#### [BRIEF]
Format the records below as a numbered list that covers every record, and leave out any blank lines. Do not include the pictures in your answer.

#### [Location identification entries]
[START]
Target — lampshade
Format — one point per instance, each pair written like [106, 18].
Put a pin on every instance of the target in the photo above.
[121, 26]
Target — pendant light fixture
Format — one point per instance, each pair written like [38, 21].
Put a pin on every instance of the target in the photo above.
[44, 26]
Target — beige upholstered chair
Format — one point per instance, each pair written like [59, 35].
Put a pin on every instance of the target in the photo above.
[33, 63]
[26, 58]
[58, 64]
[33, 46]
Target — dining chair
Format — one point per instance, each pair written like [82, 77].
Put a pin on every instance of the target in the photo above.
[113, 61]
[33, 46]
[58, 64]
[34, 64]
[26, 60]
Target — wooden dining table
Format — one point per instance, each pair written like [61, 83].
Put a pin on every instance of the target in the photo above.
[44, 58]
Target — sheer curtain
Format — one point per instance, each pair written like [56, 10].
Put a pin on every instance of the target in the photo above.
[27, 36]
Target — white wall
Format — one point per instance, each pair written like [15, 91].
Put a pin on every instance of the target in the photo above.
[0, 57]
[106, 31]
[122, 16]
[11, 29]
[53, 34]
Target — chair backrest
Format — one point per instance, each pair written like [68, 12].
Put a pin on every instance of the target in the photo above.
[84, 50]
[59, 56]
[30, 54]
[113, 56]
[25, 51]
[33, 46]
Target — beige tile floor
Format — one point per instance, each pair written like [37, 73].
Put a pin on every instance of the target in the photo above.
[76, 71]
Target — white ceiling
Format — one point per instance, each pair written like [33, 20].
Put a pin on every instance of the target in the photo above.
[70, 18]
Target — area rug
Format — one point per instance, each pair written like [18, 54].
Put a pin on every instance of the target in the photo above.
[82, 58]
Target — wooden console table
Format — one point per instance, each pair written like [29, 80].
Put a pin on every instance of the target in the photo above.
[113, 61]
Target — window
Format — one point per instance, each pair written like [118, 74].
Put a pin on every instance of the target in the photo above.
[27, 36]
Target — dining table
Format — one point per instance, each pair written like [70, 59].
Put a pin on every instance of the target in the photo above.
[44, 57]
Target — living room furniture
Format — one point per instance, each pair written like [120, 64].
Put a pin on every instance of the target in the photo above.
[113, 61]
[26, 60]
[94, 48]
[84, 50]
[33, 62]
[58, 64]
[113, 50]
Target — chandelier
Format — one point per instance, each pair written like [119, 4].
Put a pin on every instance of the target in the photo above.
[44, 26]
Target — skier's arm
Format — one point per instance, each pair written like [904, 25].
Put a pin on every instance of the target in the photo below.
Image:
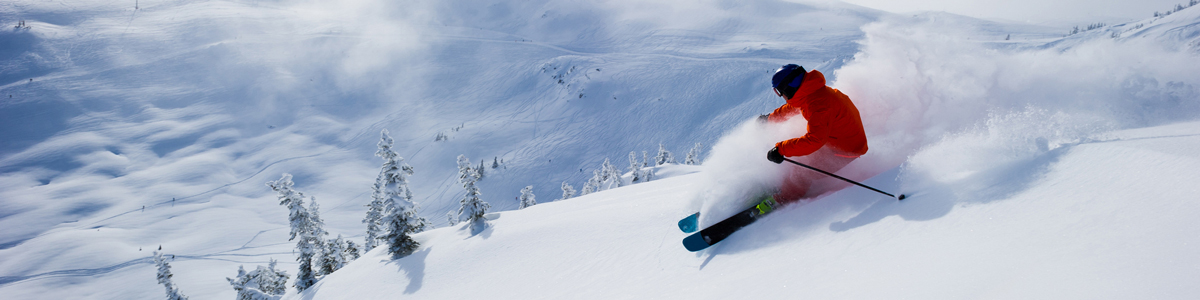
[816, 137]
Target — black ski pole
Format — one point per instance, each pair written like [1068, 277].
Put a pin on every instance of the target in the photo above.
[847, 180]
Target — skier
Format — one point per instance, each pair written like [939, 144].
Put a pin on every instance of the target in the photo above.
[834, 136]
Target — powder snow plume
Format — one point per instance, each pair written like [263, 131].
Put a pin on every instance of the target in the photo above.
[947, 107]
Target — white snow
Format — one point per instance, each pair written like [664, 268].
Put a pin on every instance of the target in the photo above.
[1037, 166]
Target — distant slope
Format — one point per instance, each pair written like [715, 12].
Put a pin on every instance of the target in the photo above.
[1115, 210]
[159, 125]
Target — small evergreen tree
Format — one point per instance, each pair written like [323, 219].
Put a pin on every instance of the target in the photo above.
[647, 173]
[610, 178]
[352, 251]
[664, 156]
[304, 226]
[593, 184]
[480, 169]
[318, 237]
[333, 256]
[568, 191]
[165, 277]
[391, 215]
[635, 168]
[473, 208]
[527, 198]
[263, 283]
[694, 155]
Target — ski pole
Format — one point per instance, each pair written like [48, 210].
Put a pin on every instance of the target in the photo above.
[847, 180]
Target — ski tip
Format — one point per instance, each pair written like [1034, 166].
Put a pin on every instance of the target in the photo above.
[690, 223]
[695, 243]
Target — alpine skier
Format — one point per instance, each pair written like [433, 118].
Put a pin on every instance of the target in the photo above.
[834, 136]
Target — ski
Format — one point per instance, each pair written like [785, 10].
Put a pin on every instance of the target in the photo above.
[718, 232]
[690, 223]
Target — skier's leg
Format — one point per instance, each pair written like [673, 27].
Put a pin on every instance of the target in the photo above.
[798, 181]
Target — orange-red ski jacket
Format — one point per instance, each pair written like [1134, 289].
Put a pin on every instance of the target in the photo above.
[832, 118]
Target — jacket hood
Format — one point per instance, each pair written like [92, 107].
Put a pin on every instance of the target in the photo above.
[813, 82]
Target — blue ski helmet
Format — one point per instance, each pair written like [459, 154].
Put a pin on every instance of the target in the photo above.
[787, 79]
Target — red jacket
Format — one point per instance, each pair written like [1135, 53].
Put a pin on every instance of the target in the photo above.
[832, 118]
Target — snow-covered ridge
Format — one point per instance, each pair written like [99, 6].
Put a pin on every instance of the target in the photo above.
[159, 126]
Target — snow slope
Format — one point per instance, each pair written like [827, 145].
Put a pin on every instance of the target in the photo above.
[END]
#### [EXERCISE RESPONSE]
1. Target — lampshade
2. Format — one point per instance, each pair written like [106, 18].
3. Put a pin on every instance of the target in the photo above.
4. [121, 26]
5. Target — pendant light fixture
6. Format — one point per instance, each pair written like [38, 21].
7. Put a pin on every instance of the target in the photo above.
8. [44, 26]
9. Target — beige upholstered chair
10. Format — one point per instance, each pair written like [59, 35].
11. Put a pin on every instance of the target in the photo above.
12. [33, 63]
13. [26, 58]
14. [58, 64]
15. [33, 46]
16. Target — dining chair
17. Format — one point per instance, each pair written like [82, 77].
18. Put a pin on every instance of the target in the photo above.
19. [113, 61]
20. [33, 46]
21. [58, 64]
22. [34, 64]
23. [26, 60]
24. Target — wooden dining table
25. Format — one point per instance, each pair written like [61, 83].
26. Put a pin on every instance of the target in the photo above.
27. [44, 58]
28. Target — sheer curtain
29. Format — one point per instance, each pair written like [56, 10].
30. Put a pin on every instance of the target in the photo above.
31. [27, 36]
32. Target — white wall
33. Format — one point per instance, each pair written like [15, 91].
34. Put a pin on every instance of the target in the photo above.
35. [0, 57]
36. [106, 31]
37. [122, 16]
38. [11, 29]
39. [53, 34]
40. Target — chair backrest
41. Format — one point per instance, each pair written like [68, 12].
42. Put a pin on every instance of the target in the photo above.
43. [84, 50]
44. [59, 56]
45. [30, 54]
46. [113, 56]
47. [25, 51]
48. [33, 46]
49. Target — beige tile floor
50. Format — one point per instance, each pair written like [37, 73].
51. Put a pin on every instance of the target in the photo above.
52. [76, 71]
53. Target — white ceiling
54. Format — one point per instance, each pair written like [33, 20].
55. Put a pin on every instance of the target in the photo above.
56. [70, 18]
57. Target — area rug
58. Format — one point per instance, each pair written like [18, 54].
59. Put a pin on every instance of the target in the photo above.
60. [82, 58]
61. Target — wooden console table
62. Format — one point per instance, each pair written like [29, 80].
63. Put a pin on every instance of the target in the photo above.
64. [113, 61]
65. Target — window
66. Format — one point per instance, each pair written like [118, 74].
67. Put a pin on every instance of the target in the photo above.
68. [27, 36]
69. Target — dining table
70. Format — one point per instance, each pair written like [70, 59].
71. Put a pin on every instance of the target in the photo above.
72. [44, 57]
73. Target — living room furniture
74. Format — one point per instance, each pair written like [120, 64].
75. Put a pin on every instance of the target in the photo above.
76. [113, 61]
77. [26, 60]
78. [94, 48]
79. [84, 50]
80. [33, 62]
81. [58, 64]
82. [113, 50]
83. Target — chandelier
84. Format — one point per instance, each pair written like [119, 4].
85. Put a pin on every instance of the target in the photo above.
86. [44, 26]
87. Target — skier's arm
88. Format — one point per instance, each pair written like [904, 25].
89. Put a pin on every instance of the target in the photo below.
90. Image:
91. [816, 137]
92. Target — black ski pole
93. Format — one point per instance, each pair written like [1068, 277].
94. Put a pin on every instance of the target in the photo above.
95. [847, 180]
96. Target — skier
97. Format — one point per instance, each pair written like [939, 144].
98. Put a pin on every instance of the target in the photo above.
99. [834, 136]
100. Target — powder snow plume
101. Format — one point per instance, each pair written like [263, 131].
102. Put a pin on every instance of the target in the photo above.
103. [947, 107]
104. Target — white snow
105. Format — one point per instance, each pair written like [664, 268].
106. Put a pin on every instance of the target in the photo above.
107. [1037, 166]
108. Target — distant slope
109. Format — one point per instance, each pair written like [715, 12].
110. Put a pin on every instance of the target in the photo above.
111. [1115, 210]
112. [159, 125]
113. Target — small evergreen tree
114. Format — one point per instance, each pair written like [323, 219].
115. Put a pin on every instance of the target in the photo above.
116. [647, 173]
117. [610, 178]
118. [352, 251]
119. [664, 156]
120. [304, 226]
121. [593, 184]
122. [480, 169]
123. [318, 237]
124. [333, 256]
125. [568, 191]
126. [165, 277]
127. [391, 215]
128. [635, 168]
129. [473, 208]
130. [527, 198]
131. [263, 283]
132. [694, 155]
133. Target — ski pole
134. Format — one point per instance, each pair written like [48, 210].
135. Put a pin on every instance of the target in the photo above.
136. [847, 180]
137. Target — ski tip
138. Format — one point per instance, each pair written like [1034, 166].
139. Put a pin on every instance of the target in the photo above.
140. [690, 223]
141. [695, 243]
142. Target — alpine skier
143. Format — one point per instance, each pair written like [433, 118].
144. Put a pin on every instance of the target in the photo above.
145. [834, 136]
146. Target — ski
147. Format — one point per instance, each pair written like [785, 10].
148. Put a pin on every instance of the target in the photo above.
149. [718, 232]
150. [690, 223]
151. Target — skier's leg
152. Format — one point per instance, each pair written like [673, 27].
153. Put a pin on every instance of the target in the photo above.
154. [798, 181]
155. Target — orange-red ski jacket
156. Format — one point per instance, each pair written like [1134, 289].
157. Put a pin on every instance of the target in the photo above.
158. [832, 118]
159. Target — jacket hood
160. Format — one point per instance, each pair written like [92, 107].
161. Put a pin on every instance of the target in the photo above.
162. [813, 82]
163. Target — blue ski helmet
164. Format — one point per instance, each pair written like [459, 154].
165. Put a pin on every instance of the target in the photo above.
166. [787, 79]
167. Target — red jacket
168. Format — one point per instance, each pair written like [1135, 53].
169. Put a pin on every instance of the target in the photo above.
170. [832, 118]
171. Target — snow-covered ridge
172. Format — one point per instance, each pair written like [99, 6].
173. Put a pin on every instance of the target in the photo above.
174. [159, 126]
175. Target — snow slope
176. Format — one point per instance, each pair written like [827, 145].
177. Put a pin on every instance of the target in the photo above.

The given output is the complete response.